** Begin INPUT FOR THIS TASK **

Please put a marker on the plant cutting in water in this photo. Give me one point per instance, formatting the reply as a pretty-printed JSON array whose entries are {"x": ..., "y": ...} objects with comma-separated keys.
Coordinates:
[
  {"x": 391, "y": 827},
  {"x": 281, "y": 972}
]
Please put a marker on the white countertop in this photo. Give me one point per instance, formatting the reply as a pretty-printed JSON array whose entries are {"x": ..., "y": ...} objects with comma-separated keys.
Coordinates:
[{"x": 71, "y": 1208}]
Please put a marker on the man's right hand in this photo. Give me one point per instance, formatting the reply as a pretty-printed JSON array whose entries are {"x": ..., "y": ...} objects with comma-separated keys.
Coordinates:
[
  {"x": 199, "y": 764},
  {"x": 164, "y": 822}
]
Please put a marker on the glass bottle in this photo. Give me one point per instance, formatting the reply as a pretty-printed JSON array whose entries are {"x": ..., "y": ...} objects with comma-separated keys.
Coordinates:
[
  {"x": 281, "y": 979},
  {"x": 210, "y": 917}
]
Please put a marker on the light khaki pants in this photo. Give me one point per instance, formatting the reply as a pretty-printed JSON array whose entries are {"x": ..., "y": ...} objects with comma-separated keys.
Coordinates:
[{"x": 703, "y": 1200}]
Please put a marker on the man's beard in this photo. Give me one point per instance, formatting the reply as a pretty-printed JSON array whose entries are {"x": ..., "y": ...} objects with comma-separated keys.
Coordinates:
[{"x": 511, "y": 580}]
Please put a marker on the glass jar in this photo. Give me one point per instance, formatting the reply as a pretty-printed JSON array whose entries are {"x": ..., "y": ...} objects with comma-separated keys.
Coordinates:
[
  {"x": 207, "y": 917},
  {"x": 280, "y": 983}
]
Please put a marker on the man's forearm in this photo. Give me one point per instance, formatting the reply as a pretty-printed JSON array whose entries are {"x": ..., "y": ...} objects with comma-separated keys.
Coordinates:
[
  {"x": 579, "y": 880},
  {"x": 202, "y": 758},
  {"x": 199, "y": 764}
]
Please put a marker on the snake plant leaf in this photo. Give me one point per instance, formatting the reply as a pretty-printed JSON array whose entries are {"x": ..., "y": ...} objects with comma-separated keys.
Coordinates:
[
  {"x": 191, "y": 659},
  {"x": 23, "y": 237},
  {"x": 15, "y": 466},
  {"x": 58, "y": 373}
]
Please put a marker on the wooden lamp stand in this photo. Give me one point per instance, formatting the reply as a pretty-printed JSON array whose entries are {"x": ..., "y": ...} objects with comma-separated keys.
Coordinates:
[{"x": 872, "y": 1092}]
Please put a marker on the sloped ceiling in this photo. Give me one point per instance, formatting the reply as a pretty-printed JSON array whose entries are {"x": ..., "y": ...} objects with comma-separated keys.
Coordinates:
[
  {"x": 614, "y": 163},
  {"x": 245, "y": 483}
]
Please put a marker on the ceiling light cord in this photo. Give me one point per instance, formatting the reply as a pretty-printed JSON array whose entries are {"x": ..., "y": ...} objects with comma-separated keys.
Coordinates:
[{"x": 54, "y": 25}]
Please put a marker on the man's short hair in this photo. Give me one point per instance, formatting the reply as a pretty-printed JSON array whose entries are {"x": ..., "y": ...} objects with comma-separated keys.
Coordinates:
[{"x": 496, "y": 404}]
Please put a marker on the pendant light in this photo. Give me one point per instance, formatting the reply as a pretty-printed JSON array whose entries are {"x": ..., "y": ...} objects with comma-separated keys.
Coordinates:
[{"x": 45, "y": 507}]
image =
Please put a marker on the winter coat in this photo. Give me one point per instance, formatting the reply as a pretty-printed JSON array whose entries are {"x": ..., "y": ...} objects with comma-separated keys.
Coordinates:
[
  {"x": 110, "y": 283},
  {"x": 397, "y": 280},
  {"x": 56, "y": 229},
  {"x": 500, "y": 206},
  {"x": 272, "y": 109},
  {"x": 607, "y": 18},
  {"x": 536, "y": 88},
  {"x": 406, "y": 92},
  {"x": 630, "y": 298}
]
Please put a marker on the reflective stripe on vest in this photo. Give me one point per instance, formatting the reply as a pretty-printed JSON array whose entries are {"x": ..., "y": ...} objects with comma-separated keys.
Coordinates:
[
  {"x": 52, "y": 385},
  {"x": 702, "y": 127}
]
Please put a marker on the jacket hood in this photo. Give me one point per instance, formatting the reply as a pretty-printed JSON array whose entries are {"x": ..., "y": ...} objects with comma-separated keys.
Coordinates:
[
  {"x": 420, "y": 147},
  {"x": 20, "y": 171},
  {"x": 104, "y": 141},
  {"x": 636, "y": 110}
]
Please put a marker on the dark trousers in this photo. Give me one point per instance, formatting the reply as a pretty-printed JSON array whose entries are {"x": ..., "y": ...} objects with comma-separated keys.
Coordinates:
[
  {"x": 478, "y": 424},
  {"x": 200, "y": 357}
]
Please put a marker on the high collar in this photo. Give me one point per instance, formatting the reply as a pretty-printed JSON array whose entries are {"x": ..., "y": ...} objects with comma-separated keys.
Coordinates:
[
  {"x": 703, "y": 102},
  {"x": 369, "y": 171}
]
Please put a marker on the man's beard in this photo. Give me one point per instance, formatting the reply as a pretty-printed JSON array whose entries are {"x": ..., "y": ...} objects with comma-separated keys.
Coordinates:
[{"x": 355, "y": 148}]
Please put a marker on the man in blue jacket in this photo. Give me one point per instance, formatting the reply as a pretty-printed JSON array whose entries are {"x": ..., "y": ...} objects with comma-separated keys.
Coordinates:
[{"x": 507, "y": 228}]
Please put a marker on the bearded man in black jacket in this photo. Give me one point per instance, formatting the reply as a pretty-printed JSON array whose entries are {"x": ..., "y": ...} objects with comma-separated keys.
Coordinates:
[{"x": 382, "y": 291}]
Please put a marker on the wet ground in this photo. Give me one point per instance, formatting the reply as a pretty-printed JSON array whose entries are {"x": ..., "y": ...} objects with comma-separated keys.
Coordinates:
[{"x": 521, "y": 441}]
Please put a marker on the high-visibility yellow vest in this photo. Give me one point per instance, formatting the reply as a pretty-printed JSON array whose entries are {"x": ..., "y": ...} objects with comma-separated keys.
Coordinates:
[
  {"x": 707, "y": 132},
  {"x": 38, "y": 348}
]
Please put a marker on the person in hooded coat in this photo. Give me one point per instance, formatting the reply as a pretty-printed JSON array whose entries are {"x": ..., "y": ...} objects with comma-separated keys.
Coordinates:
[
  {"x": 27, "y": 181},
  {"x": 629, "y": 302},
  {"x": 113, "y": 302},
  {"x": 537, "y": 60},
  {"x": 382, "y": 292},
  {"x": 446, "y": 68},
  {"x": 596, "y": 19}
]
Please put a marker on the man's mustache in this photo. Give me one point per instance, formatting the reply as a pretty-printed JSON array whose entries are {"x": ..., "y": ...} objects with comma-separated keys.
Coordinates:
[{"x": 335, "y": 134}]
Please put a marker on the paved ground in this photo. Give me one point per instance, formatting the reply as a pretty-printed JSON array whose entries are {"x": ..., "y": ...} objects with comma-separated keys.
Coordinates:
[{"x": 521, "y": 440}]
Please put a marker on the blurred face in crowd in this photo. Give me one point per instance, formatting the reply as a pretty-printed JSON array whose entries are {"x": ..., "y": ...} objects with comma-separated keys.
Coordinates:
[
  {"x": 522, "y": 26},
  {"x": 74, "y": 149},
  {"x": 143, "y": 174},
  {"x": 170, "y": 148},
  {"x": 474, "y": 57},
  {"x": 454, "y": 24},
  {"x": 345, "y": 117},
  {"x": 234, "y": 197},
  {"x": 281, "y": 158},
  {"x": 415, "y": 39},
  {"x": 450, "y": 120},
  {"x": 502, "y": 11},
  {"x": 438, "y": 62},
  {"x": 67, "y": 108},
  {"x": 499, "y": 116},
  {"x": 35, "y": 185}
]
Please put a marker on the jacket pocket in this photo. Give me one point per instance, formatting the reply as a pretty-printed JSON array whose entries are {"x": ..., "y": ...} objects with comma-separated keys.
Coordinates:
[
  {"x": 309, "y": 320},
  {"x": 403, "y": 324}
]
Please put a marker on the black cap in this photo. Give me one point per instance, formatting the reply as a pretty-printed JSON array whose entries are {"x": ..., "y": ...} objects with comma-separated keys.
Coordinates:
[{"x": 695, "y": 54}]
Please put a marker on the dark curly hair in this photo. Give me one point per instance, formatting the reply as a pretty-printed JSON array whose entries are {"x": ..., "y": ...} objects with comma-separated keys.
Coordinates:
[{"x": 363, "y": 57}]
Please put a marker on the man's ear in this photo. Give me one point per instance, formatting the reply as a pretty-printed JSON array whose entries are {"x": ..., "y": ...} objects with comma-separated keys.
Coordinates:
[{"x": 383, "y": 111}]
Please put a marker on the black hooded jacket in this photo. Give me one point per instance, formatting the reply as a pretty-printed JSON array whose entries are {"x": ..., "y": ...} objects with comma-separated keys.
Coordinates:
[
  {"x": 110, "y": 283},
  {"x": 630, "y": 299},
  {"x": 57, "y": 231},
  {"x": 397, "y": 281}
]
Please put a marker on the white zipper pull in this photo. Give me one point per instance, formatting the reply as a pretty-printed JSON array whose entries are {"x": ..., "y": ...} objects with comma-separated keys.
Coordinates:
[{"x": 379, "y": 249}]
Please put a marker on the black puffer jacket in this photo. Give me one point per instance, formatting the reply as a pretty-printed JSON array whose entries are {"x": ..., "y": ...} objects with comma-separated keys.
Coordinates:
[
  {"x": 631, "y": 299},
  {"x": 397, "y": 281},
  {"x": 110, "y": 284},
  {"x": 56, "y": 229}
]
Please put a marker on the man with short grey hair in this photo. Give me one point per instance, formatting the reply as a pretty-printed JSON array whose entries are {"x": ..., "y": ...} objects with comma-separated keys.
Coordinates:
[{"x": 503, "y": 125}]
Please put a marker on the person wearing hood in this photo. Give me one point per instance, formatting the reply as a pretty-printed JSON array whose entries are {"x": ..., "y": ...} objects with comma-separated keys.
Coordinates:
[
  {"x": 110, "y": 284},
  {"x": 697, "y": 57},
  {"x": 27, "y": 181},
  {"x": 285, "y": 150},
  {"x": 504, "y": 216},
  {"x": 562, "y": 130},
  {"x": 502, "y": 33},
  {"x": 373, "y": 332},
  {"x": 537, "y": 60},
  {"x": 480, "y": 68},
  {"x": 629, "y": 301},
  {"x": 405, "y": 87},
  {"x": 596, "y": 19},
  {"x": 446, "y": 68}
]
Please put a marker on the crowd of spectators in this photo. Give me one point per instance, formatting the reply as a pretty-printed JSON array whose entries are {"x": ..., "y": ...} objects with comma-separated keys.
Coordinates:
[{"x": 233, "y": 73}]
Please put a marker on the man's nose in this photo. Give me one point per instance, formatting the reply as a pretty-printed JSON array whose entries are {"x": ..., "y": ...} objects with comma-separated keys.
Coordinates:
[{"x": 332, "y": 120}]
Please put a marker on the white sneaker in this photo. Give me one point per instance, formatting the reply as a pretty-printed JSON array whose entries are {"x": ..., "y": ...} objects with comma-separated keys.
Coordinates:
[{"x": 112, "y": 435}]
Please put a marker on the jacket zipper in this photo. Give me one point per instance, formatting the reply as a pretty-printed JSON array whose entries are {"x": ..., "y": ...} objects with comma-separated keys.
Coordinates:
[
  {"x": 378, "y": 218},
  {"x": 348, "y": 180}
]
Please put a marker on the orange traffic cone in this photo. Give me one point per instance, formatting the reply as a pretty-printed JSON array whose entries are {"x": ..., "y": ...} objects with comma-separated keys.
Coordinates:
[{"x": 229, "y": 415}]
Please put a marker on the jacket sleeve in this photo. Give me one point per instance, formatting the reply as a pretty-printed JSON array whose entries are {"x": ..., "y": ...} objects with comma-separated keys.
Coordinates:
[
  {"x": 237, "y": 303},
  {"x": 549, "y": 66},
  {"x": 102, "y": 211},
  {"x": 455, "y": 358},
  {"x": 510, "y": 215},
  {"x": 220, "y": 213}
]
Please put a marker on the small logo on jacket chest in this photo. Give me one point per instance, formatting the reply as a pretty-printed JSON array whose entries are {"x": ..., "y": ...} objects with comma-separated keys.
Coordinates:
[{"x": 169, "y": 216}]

** End INPUT FOR THIS TASK **

**EXERCISE GOAL**
Return the line that contains "Please put a marker on the jacket sleeve" and all lines after it, verbatim, and nothing else.

**SOLUTION TO THE PROBLEM**
Please put a marker on the jacket sleeve in this photo. Give me one point per instance, formatting the reply as a pretty-printed JSON array whose entries are {"x": ..., "y": ...} objects with comma-separated keys.
Coordinates:
[
  {"x": 237, "y": 303},
  {"x": 549, "y": 66},
  {"x": 102, "y": 211},
  {"x": 455, "y": 358},
  {"x": 510, "y": 215},
  {"x": 220, "y": 213}
]
Please put a marker on the small logo on jacket chest in this photo. Give me one point per instance, formatting the reply as a pretty-printed JSON array whose entries are {"x": ..., "y": ...} objects with comma-separated keys.
Coordinates:
[{"x": 169, "y": 216}]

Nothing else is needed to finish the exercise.